··· MATERIAL PROVIDED ···

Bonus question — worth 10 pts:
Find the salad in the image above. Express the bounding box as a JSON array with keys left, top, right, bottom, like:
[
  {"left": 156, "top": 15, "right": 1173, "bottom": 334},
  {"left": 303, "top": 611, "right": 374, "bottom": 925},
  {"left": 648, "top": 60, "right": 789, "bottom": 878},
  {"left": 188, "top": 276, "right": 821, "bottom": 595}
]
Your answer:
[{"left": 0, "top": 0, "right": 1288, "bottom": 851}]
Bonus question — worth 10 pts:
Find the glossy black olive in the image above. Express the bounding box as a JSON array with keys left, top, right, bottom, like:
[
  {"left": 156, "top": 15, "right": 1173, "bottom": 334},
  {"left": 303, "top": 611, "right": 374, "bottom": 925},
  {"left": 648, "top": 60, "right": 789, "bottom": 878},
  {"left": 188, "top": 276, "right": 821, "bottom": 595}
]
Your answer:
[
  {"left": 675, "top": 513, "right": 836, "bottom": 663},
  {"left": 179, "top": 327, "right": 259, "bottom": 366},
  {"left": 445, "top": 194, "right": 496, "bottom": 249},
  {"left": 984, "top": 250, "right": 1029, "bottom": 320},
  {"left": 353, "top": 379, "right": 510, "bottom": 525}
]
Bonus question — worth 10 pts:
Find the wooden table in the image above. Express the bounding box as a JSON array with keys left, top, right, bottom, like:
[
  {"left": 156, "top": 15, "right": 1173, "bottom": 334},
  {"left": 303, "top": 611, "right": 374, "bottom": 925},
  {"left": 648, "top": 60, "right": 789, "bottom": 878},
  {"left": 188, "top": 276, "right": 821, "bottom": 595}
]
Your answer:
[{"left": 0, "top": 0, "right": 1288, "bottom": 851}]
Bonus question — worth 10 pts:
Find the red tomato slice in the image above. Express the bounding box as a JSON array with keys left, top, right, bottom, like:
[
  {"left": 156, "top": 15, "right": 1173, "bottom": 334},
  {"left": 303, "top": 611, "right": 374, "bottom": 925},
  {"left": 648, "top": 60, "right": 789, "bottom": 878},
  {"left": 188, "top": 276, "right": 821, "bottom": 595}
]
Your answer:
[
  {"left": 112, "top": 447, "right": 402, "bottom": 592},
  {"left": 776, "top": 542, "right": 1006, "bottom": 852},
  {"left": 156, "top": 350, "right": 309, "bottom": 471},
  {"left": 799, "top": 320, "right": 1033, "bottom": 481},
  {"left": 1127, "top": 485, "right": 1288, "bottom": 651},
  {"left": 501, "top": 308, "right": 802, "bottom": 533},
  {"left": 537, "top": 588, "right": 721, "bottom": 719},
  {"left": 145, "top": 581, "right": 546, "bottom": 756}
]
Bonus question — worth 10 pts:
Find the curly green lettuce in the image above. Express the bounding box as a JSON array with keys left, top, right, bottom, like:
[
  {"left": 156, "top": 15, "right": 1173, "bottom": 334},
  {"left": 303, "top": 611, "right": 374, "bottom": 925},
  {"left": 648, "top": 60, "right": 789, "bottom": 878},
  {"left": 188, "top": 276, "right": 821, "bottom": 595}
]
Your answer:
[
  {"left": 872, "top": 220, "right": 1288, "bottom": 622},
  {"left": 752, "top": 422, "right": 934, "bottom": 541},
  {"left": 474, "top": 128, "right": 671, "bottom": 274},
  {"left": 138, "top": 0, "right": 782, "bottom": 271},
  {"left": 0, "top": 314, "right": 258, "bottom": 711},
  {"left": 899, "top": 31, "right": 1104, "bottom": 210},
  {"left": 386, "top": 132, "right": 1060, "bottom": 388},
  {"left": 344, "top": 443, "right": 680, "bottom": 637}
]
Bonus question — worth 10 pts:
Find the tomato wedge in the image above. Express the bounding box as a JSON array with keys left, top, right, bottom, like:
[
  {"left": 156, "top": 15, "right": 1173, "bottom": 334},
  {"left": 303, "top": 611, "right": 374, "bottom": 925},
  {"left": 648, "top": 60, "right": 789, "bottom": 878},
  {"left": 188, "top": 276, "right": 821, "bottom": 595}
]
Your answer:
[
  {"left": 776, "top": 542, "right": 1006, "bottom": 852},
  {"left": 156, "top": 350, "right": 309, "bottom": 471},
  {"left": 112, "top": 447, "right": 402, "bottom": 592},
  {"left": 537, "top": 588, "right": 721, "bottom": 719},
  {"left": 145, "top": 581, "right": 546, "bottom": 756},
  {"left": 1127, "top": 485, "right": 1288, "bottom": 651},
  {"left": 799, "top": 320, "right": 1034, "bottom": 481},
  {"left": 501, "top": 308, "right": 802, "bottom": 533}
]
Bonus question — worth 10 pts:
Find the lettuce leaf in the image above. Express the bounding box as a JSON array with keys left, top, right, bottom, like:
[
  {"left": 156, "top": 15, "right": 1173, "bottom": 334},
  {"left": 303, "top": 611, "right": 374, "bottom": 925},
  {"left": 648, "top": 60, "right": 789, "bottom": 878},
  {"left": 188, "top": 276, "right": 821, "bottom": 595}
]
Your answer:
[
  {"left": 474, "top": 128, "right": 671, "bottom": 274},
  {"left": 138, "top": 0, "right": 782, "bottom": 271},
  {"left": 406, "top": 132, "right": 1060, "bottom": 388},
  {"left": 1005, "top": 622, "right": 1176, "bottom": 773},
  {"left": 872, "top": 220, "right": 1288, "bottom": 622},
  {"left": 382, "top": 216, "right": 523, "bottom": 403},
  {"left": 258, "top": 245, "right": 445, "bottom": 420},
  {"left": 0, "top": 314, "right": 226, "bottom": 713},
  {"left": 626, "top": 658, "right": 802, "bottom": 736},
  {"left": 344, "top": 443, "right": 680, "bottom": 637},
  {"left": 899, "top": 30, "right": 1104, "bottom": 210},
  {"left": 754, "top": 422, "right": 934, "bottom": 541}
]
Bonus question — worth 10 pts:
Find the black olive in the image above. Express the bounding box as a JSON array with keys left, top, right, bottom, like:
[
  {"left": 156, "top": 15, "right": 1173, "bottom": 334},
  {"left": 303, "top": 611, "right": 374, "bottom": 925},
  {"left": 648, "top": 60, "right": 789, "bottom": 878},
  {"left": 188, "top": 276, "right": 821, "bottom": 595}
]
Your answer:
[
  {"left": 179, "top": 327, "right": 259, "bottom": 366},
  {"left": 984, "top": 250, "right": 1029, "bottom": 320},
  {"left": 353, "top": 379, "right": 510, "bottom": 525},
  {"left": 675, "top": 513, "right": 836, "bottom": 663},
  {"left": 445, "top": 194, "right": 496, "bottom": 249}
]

···

#### CHALLENGE:
The records above are to be repeated exactly, in their entirety.

#### TASK OUTPUT:
Bonus question — worth 10 pts:
Find the salad in the image above. Express the bounding box as a JSON array with keys left, top, right, bottom, like:
[
  {"left": 156, "top": 15, "right": 1173, "bottom": 334},
  {"left": 303, "top": 611, "right": 374, "bottom": 925},
  {"left": 648, "top": 60, "right": 789, "bottom": 878},
  {"left": 188, "top": 276, "right": 821, "bottom": 595}
]
Your answer:
[{"left": 0, "top": 0, "right": 1288, "bottom": 851}]
Bonus question — worth 10 pts:
Find the glossy black olive in the image above. Express the bounding box as a JSON array with keys left, top, right, bottom, like:
[
  {"left": 156, "top": 15, "right": 1173, "bottom": 334},
  {"left": 303, "top": 611, "right": 374, "bottom": 925},
  {"left": 648, "top": 60, "right": 789, "bottom": 878},
  {"left": 188, "top": 276, "right": 821, "bottom": 595}
]
Your answer:
[
  {"left": 675, "top": 513, "right": 836, "bottom": 663},
  {"left": 179, "top": 327, "right": 259, "bottom": 366},
  {"left": 445, "top": 194, "right": 496, "bottom": 249},
  {"left": 984, "top": 250, "right": 1029, "bottom": 320},
  {"left": 353, "top": 379, "right": 510, "bottom": 525}
]
Bonus question — worth 10 pts:
Find the wooden table in the image above. Express the bounding box as a JSON array with keys left, top, right, bottom, like:
[
  {"left": 156, "top": 15, "right": 1173, "bottom": 334},
  {"left": 303, "top": 611, "right": 374, "bottom": 925},
  {"left": 648, "top": 60, "right": 789, "bottom": 878},
  {"left": 188, "top": 276, "right": 821, "bottom": 595}
]
Your answer:
[{"left": 0, "top": 0, "right": 1288, "bottom": 851}]
Bonus question — worth 10 pts:
Find the red tomato slice in the image above. Express the bounding box as a JSON array with keys left, top, right, bottom, like:
[
  {"left": 156, "top": 15, "right": 1173, "bottom": 334},
  {"left": 303, "top": 611, "right": 374, "bottom": 925},
  {"left": 648, "top": 60, "right": 789, "bottom": 878},
  {"left": 188, "top": 276, "right": 821, "bottom": 595}
]
Your answer:
[
  {"left": 112, "top": 447, "right": 402, "bottom": 592},
  {"left": 776, "top": 542, "right": 1006, "bottom": 852},
  {"left": 156, "top": 350, "right": 309, "bottom": 471},
  {"left": 799, "top": 320, "right": 1033, "bottom": 481},
  {"left": 1127, "top": 485, "right": 1288, "bottom": 651},
  {"left": 501, "top": 308, "right": 802, "bottom": 533},
  {"left": 537, "top": 588, "right": 721, "bottom": 719},
  {"left": 145, "top": 581, "right": 546, "bottom": 756}
]
Bonus question — worth 10 pts:
Find the curly green lettuce in the image above. Express the bounding box as a JSON array with keys left, top, right, bottom, like:
[
  {"left": 156, "top": 15, "right": 1173, "bottom": 334},
  {"left": 303, "top": 611, "right": 374, "bottom": 925},
  {"left": 648, "top": 60, "right": 789, "bottom": 878},
  {"left": 188, "top": 276, "right": 821, "bottom": 595}
]
Your answer:
[
  {"left": 872, "top": 220, "right": 1288, "bottom": 622},
  {"left": 752, "top": 422, "right": 934, "bottom": 541},
  {"left": 474, "top": 128, "right": 671, "bottom": 274},
  {"left": 138, "top": 0, "right": 782, "bottom": 271},
  {"left": 0, "top": 314, "right": 258, "bottom": 711},
  {"left": 899, "top": 31, "right": 1104, "bottom": 210},
  {"left": 386, "top": 132, "right": 1060, "bottom": 388},
  {"left": 344, "top": 443, "right": 680, "bottom": 637}
]
Bonus question — worth 10 pts:
Find the tomato wedge in the image above. Express the bounding box as a JSON array with keys left, top, right, bottom, like:
[
  {"left": 156, "top": 15, "right": 1173, "bottom": 334},
  {"left": 303, "top": 611, "right": 374, "bottom": 925},
  {"left": 648, "top": 60, "right": 789, "bottom": 878},
  {"left": 188, "top": 276, "right": 821, "bottom": 595}
]
Your answer:
[
  {"left": 776, "top": 542, "right": 1006, "bottom": 852},
  {"left": 156, "top": 350, "right": 309, "bottom": 471},
  {"left": 112, "top": 447, "right": 402, "bottom": 592},
  {"left": 537, "top": 588, "right": 721, "bottom": 719},
  {"left": 145, "top": 581, "right": 546, "bottom": 756},
  {"left": 1127, "top": 485, "right": 1288, "bottom": 651},
  {"left": 799, "top": 320, "right": 1034, "bottom": 481},
  {"left": 501, "top": 308, "right": 802, "bottom": 533}
]
Bonus question — worth 10 pts:
Find the lettuce leaf in the image above. Express the bounding box as a JSON array with keys left, top, right, bottom, like:
[
  {"left": 156, "top": 15, "right": 1173, "bottom": 334},
  {"left": 303, "top": 611, "right": 374, "bottom": 925},
  {"left": 648, "top": 60, "right": 789, "bottom": 878},
  {"left": 188, "top": 276, "right": 821, "bottom": 595}
]
Your answer:
[
  {"left": 474, "top": 128, "right": 671, "bottom": 274},
  {"left": 138, "top": 0, "right": 782, "bottom": 271},
  {"left": 406, "top": 132, "right": 1060, "bottom": 388},
  {"left": 1005, "top": 622, "right": 1176, "bottom": 773},
  {"left": 872, "top": 220, "right": 1288, "bottom": 622},
  {"left": 382, "top": 216, "right": 523, "bottom": 403},
  {"left": 258, "top": 245, "right": 445, "bottom": 420},
  {"left": 0, "top": 314, "right": 226, "bottom": 713},
  {"left": 626, "top": 658, "right": 802, "bottom": 736},
  {"left": 344, "top": 443, "right": 680, "bottom": 637},
  {"left": 899, "top": 30, "right": 1104, "bottom": 210},
  {"left": 754, "top": 422, "right": 934, "bottom": 541}
]
Bonus question — worth 10 pts:
Find the black olive in the image above. Express the bounding box as a JSON array with keys left, top, right, bottom, like:
[
  {"left": 156, "top": 15, "right": 1173, "bottom": 334},
  {"left": 303, "top": 611, "right": 374, "bottom": 925},
  {"left": 648, "top": 60, "right": 789, "bottom": 878},
  {"left": 188, "top": 276, "right": 821, "bottom": 595}
]
Your answer:
[
  {"left": 179, "top": 327, "right": 259, "bottom": 366},
  {"left": 984, "top": 250, "right": 1029, "bottom": 320},
  {"left": 353, "top": 379, "right": 510, "bottom": 525},
  {"left": 675, "top": 513, "right": 836, "bottom": 663},
  {"left": 445, "top": 194, "right": 496, "bottom": 249}
]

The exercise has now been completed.